> EXERCISE DETAILS
Will you quote all of the entries, word for word?

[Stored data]

- - -

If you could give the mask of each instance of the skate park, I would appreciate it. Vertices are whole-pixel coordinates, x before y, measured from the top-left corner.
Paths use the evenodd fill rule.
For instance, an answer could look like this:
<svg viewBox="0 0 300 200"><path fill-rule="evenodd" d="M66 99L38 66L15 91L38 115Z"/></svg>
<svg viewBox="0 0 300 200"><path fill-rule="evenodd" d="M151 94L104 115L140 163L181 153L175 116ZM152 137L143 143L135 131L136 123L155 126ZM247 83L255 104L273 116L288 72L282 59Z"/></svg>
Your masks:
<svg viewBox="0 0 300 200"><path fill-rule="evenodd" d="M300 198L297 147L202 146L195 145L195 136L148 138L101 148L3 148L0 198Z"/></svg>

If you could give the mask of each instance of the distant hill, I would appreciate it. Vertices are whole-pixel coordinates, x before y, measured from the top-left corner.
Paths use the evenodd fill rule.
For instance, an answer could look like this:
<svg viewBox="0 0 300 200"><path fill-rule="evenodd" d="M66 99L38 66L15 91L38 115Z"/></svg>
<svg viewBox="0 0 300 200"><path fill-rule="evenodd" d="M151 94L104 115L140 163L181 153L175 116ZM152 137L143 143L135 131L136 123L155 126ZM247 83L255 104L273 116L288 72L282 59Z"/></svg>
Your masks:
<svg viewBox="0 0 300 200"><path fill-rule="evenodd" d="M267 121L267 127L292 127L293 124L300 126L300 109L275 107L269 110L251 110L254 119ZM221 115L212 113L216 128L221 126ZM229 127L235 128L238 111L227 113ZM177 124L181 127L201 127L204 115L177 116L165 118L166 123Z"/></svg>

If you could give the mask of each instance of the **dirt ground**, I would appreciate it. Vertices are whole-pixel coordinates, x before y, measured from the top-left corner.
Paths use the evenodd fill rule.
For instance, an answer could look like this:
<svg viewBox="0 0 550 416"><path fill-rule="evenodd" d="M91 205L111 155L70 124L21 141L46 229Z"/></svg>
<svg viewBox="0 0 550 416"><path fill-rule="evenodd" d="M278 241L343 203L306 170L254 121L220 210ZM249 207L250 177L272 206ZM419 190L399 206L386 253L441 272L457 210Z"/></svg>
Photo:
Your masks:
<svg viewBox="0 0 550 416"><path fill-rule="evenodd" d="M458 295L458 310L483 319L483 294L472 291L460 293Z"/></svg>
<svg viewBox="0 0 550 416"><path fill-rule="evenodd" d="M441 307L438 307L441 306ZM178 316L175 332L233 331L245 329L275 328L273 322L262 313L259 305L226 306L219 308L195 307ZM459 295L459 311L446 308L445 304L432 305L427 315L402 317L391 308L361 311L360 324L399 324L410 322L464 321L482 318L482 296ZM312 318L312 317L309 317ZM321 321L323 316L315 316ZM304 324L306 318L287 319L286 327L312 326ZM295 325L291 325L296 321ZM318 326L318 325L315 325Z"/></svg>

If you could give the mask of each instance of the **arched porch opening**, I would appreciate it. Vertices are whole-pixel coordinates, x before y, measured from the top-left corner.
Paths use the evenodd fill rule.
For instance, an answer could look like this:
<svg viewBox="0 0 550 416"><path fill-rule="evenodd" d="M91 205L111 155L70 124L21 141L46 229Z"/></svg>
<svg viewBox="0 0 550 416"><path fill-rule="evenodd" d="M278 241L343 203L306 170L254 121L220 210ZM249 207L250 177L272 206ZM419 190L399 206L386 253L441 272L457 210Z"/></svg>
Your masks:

- - -

> THE ANSWER
If you could give the mask of each instance of the skate park, I would appreciate it. Vertices are whole-pixel coordinates, x before y, measured from the top-left corner.
Paths use the evenodd fill rule.
For instance, an answer could look like this:
<svg viewBox="0 0 300 200"><path fill-rule="evenodd" d="M66 99L38 66L15 91L38 115Z"/></svg>
<svg viewBox="0 0 300 200"><path fill-rule="evenodd" d="M151 94L104 115L140 163L181 153L175 116ZM152 137L143 143L135 131L136 123L155 126ZM247 83L255 104L273 116L288 72L282 59Z"/></svg>
Your masks:
<svg viewBox="0 0 300 200"><path fill-rule="evenodd" d="M300 198L297 147L202 146L195 145L195 136L148 138L101 148L3 148L0 198Z"/></svg>

If you could give the mask of each instance of the distant hill, I would appreciate it. Vertices are whole-pixel coordinates, x before y, measured from the top-left corner.
Paths use the evenodd fill rule.
For instance, an answer could look like this:
<svg viewBox="0 0 300 200"><path fill-rule="evenodd" d="M66 99L38 66L15 91L38 115Z"/></svg>
<svg viewBox="0 0 300 200"><path fill-rule="evenodd" d="M151 94L104 115L140 163L181 153L175 116ZM152 137L143 143L135 131L136 123L155 126ZM247 83L255 104L273 116L288 72L282 59Z"/></svg>
Your masks:
<svg viewBox="0 0 300 200"><path fill-rule="evenodd" d="M267 121L267 127L292 127L293 124L300 126L300 109L275 107L269 110L251 110L254 119ZM221 115L212 113L216 128L221 126ZM229 127L235 128L238 111L227 113ZM177 124L181 127L201 127L204 115L177 116L165 118L166 123Z"/></svg>

If you could give the mask of each instance of the **dirt ground**, I would appreciate it. Vertices are whole-pixel coordinates, x before y, measured from the top-left corner.
Paths use the evenodd fill rule.
For instance, an answer could look like this:
<svg viewBox="0 0 550 416"><path fill-rule="evenodd" d="M91 205L111 155L70 124L21 141L46 229Z"/></svg>
<svg viewBox="0 0 550 416"><path fill-rule="evenodd" d="M278 241L343 203L306 170L254 121L220 210ZM249 207L250 177L272 206ZM419 190L399 206L386 253L441 272L457 210Z"/></svg>
Photo:
Your masks:
<svg viewBox="0 0 550 416"><path fill-rule="evenodd" d="M458 295L458 310L483 319L483 294L472 291L460 293Z"/></svg>
<svg viewBox="0 0 550 416"><path fill-rule="evenodd" d="M441 307L438 307L441 306ZM178 316L175 332L233 331L245 329L275 328L273 322L262 313L259 305L226 306L219 308L195 307ZM459 295L459 311L446 308L445 304L432 305L427 315L402 317L391 308L361 311L360 324L399 324L410 322L464 321L482 318L482 296ZM312 318L312 317L309 317ZM321 321L323 316L315 316ZM304 324L306 318L287 319L286 327L312 326ZM295 325L291 325L296 321ZM318 326L318 325L315 325Z"/></svg>

If you could give the mask of each instance of the **arched porch opening**, I would appreciate it. Vertices are whole-pixel coordinates, x before y, measured from the top-left corner.
Paths use the evenodd fill rule.
For instance, an answer could look like this:
<svg viewBox="0 0 550 416"><path fill-rule="evenodd" d="M91 205L111 155L70 124L21 141L46 229Z"/></svg>
<svg viewBox="0 0 550 416"><path fill-rule="evenodd" d="M278 241L343 203L306 170L254 121L220 210ZM249 207L250 177L272 206ZM419 190L399 206L386 253L441 272L457 210Z"/></svg>
Your masks:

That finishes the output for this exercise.